Problem description >> Repeat the whole listing below, word for word.

Material shown >>
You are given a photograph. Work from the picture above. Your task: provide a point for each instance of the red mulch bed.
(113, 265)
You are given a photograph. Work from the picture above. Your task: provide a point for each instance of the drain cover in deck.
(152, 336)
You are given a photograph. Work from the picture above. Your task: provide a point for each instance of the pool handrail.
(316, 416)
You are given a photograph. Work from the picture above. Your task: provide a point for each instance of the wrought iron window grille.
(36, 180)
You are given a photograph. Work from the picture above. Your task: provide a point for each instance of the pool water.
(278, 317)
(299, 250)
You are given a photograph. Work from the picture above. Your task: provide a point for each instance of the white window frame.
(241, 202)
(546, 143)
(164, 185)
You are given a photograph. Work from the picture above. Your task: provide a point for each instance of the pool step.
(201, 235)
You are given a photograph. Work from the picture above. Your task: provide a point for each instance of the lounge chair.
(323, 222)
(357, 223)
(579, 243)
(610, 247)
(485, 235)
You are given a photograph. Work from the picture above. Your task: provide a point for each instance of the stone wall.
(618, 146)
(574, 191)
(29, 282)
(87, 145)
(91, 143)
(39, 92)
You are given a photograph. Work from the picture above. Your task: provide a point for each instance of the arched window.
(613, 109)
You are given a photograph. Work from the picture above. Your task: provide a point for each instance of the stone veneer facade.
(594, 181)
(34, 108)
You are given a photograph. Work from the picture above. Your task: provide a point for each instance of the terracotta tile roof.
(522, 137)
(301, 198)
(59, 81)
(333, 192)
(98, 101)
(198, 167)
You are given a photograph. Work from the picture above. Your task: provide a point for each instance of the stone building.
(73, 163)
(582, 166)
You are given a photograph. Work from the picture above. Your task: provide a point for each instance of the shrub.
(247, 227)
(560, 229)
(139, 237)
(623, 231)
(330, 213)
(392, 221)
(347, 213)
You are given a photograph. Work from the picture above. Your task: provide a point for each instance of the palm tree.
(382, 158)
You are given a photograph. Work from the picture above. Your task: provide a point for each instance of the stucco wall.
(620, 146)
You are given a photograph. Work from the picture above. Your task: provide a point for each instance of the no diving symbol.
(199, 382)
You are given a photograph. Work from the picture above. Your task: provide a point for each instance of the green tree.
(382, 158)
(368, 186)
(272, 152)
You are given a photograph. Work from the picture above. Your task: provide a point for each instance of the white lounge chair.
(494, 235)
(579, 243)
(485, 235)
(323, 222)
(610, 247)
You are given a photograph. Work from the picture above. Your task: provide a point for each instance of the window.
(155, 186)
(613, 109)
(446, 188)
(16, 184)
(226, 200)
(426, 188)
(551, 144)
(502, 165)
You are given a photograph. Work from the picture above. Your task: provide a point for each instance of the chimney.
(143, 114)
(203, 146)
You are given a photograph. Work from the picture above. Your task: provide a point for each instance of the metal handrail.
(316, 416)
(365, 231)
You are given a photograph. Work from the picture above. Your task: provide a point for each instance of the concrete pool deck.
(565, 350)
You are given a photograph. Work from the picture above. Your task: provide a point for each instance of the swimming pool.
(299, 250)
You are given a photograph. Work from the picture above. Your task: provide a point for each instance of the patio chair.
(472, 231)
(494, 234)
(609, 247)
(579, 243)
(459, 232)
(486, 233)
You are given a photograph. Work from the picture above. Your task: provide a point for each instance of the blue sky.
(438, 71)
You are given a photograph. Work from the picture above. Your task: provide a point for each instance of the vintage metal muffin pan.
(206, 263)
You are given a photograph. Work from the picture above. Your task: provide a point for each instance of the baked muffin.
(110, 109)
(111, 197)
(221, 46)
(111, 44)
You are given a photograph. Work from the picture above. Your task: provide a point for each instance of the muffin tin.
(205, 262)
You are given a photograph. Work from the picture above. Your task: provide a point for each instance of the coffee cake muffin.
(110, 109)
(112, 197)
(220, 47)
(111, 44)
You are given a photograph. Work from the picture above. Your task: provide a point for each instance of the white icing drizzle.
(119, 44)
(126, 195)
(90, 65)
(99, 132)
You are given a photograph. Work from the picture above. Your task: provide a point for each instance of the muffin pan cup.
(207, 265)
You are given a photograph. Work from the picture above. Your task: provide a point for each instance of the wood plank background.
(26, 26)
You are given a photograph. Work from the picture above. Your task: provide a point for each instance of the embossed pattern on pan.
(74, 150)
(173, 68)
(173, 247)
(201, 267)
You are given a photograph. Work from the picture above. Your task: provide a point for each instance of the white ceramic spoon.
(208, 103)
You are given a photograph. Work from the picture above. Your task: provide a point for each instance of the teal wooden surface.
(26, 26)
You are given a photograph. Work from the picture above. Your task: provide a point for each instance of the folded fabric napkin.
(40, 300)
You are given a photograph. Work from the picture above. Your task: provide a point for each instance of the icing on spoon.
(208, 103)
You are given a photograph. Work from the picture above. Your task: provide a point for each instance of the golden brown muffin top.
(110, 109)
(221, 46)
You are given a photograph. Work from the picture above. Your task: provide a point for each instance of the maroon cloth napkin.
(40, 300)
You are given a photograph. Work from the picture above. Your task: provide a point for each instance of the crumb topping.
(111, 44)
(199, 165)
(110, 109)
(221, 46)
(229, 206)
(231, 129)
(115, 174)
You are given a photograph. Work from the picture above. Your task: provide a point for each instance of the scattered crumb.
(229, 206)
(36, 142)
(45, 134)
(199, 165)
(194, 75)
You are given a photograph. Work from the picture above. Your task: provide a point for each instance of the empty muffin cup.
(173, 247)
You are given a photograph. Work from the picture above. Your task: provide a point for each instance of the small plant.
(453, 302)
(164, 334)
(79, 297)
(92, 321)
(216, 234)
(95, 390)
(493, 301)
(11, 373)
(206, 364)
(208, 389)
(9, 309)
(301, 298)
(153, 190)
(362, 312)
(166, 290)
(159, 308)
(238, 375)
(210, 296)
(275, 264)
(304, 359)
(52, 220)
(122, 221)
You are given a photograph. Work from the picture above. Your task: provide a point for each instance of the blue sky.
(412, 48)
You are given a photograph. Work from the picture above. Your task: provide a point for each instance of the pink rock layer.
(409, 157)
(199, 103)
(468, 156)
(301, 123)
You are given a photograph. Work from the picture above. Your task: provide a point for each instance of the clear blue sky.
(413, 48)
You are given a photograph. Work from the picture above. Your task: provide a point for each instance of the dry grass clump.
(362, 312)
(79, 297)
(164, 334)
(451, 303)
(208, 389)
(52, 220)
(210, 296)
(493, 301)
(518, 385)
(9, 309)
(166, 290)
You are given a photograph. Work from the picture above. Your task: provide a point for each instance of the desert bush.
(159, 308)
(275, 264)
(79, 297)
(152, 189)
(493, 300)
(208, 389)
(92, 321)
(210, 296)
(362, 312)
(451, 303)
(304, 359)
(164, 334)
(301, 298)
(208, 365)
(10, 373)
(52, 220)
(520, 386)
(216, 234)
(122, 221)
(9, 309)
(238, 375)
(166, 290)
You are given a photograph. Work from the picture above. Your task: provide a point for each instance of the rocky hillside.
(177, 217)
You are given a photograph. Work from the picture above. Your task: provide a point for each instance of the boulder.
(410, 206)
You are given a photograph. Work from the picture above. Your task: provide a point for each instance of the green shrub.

Answer to the exercise >>
You are given a photograph. Work from the picture above. Your task: provide a point for each instance of the red mulch bed.
(113, 265)
You are given a photograph. Work from the picture above. Your task: provide a point for each instance of the drain cover in deck.
(152, 336)
You are given a photograph. Work from the picture above. Your task: provide a point for each instance of the pool handrail.
(316, 416)
You are given a photograph. Work from the picture above. Your task: provide a point for each instance of the wrought iron window grille.
(36, 180)
You are given a photograph. Work from the picture above. Your task: provide a point for each instance of the pool water.
(278, 317)
(299, 250)
You are given a photograph. Work from the picture above. Your task: provide a point for each instance of the white window frame.
(241, 202)
(546, 143)
(164, 185)
You are given a photograph. Work from the picture above. Your task: provide a point for each instance of the pool step.
(201, 235)
You are given a photograph. Work from the picture above. Your task: provide a point for each instance of the lounge chair.
(323, 222)
(357, 223)
(579, 243)
(610, 247)
(485, 235)
You are given a photograph. Work from the picture above. Your task: provide a point for each instance of the stone wall.
(618, 146)
(574, 191)
(29, 282)
(87, 145)
(91, 143)
(39, 92)
You are given a photograph. Work from the picture above. Your task: provide a point for each instance of the arched window.
(613, 109)
You are given a photograph. Work from the picture above. Your task: provide a point for each instance of the stone veneer facade.
(594, 181)
(34, 108)
You are given a photograph. Work from the picture above. Your task: provide a point for each instance of the terracotta tile roof.
(522, 137)
(301, 198)
(59, 81)
(333, 192)
(98, 101)
(198, 167)
You are given a photograph. Work from the picture above. Your task: provide a point for each instance of the stone building.
(73, 163)
(582, 166)
You are given a photograph. Work from the picture above. Your task: provide a point for each instance of the shrub.
(247, 227)
(560, 229)
(139, 237)
(623, 231)
(330, 213)
(392, 221)
(347, 213)
You are given a photograph. Work from the picture above. Your task: provide a point for each instance of the palm tree.
(382, 158)
You are given a photograph. Work from the picture above. Your task: provide a point for each instance of the stucco wall.
(620, 146)
You are given a photograph. Work from the picture above. Your task: provide a point for each instance of the no diving symbol.
(199, 382)
You are given a photograph. Work from the picture above. Your task: provide a point for each instance of the green tree.
(382, 158)
(368, 186)
(272, 152)
You are given a photograph. Work from the picture above. Your task: provide a point for each instance of the white lounge chair.
(494, 235)
(579, 243)
(485, 235)
(323, 222)
(610, 247)
You are given a photograph. Work from the picture above. Your task: provide a point for each instance of the window.
(155, 186)
(613, 109)
(446, 188)
(16, 184)
(226, 200)
(426, 188)
(551, 144)
(502, 165)
You are given a photograph. Work from the picture above. Your task: provide a point for each instance of the chimney.
(143, 114)
(203, 146)
You are given a photograph. Work from the picture above. Your task: provide a point for each instance of the metal handrail.
(316, 416)
(365, 231)
You are given a photograph. Work from the picture above. Your task: provide a point for each instance of the concrete pool deck.
(565, 350)
You are given a photograph. Work from the picture above. Your task: provide a point for each instance of the swimming pool.
(299, 250)
You are given a photograph. Work from the picture above. Your task: provide a point for each instance of the patio chair.
(472, 231)
(494, 234)
(609, 247)
(579, 243)
(459, 232)
(486, 233)
You are given a photograph. Work from the picture above. Your task: provide a point for each instance of the blue sky.
(438, 71)
You are given a photograph. Work from the picture above. Your task: provide a point for each instance of the vintage metal muffin pan.
(206, 263)
You are given a photograph. Work from the picture above. Your task: provide a point for each instance of the baked muffin.
(110, 109)
(111, 197)
(221, 46)
(111, 44)
You are given a photograph. Work from the picture above. Your task: provide a point for each instance of the muffin tin.
(205, 262)
You are given a photograph. Work from the picture above. Your task: provide a point for each instance of the coffee cake muffin.
(110, 109)
(112, 197)
(220, 47)
(111, 44)
You are given a photograph. Work from the picture above. Your task: provide a point for each instance of the white icing drizzle.
(119, 44)
(126, 195)
(90, 65)
(99, 132)
You are given a photograph. Work from the picture above. Your task: provide a point for each instance of the muffin pan cup.
(207, 265)
You are given a photograph. Work from the picture above. Your task: provide a point for each instance of the wood plank background.
(26, 26)
You are given a photograph. Work from the picture above. Your task: provide a point for each instance of the embossed pattern on pan.
(74, 150)
(173, 68)
(173, 247)
(201, 267)
You are given a photograph. Work from the picture above. Your task: provide a point for each instance of the white ceramic spoon.
(208, 103)
You are given a photograph. Work from the picture above. Your task: provide a point for each instance of the teal wooden surface.
(26, 26)
You are given a photograph. Work from the picture above. Your task: provide a point for each instance of the folded fabric napkin.
(40, 300)
You are given a photograph. Work from the picture above. Your task: provide a point for each instance of the icing on spoon.
(208, 103)
You are given a photograph. Work from the picture above. Your task: provide a point for each instance of the golden brown muffin top.
(110, 109)
(221, 46)
You are given a photograph. Work from the picture above. Your task: provide a point for each instance of the maroon cloth napkin.
(40, 300)
You are given a photograph. Work from the picture above. Your task: provide a point for each instance of the crumb topping.
(111, 44)
(199, 165)
(110, 109)
(221, 46)
(229, 206)
(231, 129)
(115, 174)
You are given a photograph. Work from the picture above. Your task: provide a point for each instance of the scattered crumb.
(229, 206)
(36, 142)
(45, 134)
(199, 165)
(194, 75)
You are given a photograph. Work from the picture above. Your task: provide a point for each instance of the empty muffin cup.
(173, 247)
You are given a photograph. Work from the picture above. Your task: provide a point for each instance of the small plant.
(453, 302)
(164, 334)
(79, 297)
(92, 321)
(216, 234)
(95, 390)
(493, 301)
(11, 373)
(206, 364)
(208, 389)
(9, 309)
(301, 298)
(153, 190)
(362, 312)
(166, 290)
(159, 308)
(238, 375)
(210, 296)
(275, 264)
(304, 359)
(52, 220)
(122, 221)
You are given a photograph. Work from the picture above. Your task: provide a point for each instance of the blue sky.
(412, 48)
You are given a photograph. Work from the picture above. Your task: provide a point for each instance of the pink rock layer.
(409, 157)
(199, 103)
(468, 156)
(301, 123)
You are given a photograph. Work from the picture above. Your task: provide a point for each instance of the clear blue sky.
(413, 48)
You are given a photograph. Work from the picture above. Your task: provide a point for each instance of the dry grass clump.
(362, 312)
(79, 297)
(164, 334)
(451, 303)
(208, 389)
(52, 220)
(210, 296)
(493, 301)
(518, 385)
(9, 309)
(166, 290)
You are given a photograph. Work from the picture above. Your task: provide a point for each instance of the desert bush.
(159, 308)
(275, 264)
(79, 297)
(152, 189)
(493, 300)
(208, 389)
(92, 321)
(210, 296)
(362, 312)
(451, 303)
(304, 359)
(164, 334)
(301, 298)
(208, 365)
(10, 373)
(52, 220)
(520, 386)
(216, 234)
(122, 221)
(9, 309)
(238, 375)
(166, 290)
You are given a photograph. Work from the picture above. Your task: provide a point for each instance of the rocky hillside.
(177, 217)
You are given a photograph. Work from the picture above. Your task: provide a point for each instance of the boulder.
(410, 206)
You are given a photograph. Work from the picture above. Your task: provide a point for each instance of the green shrub.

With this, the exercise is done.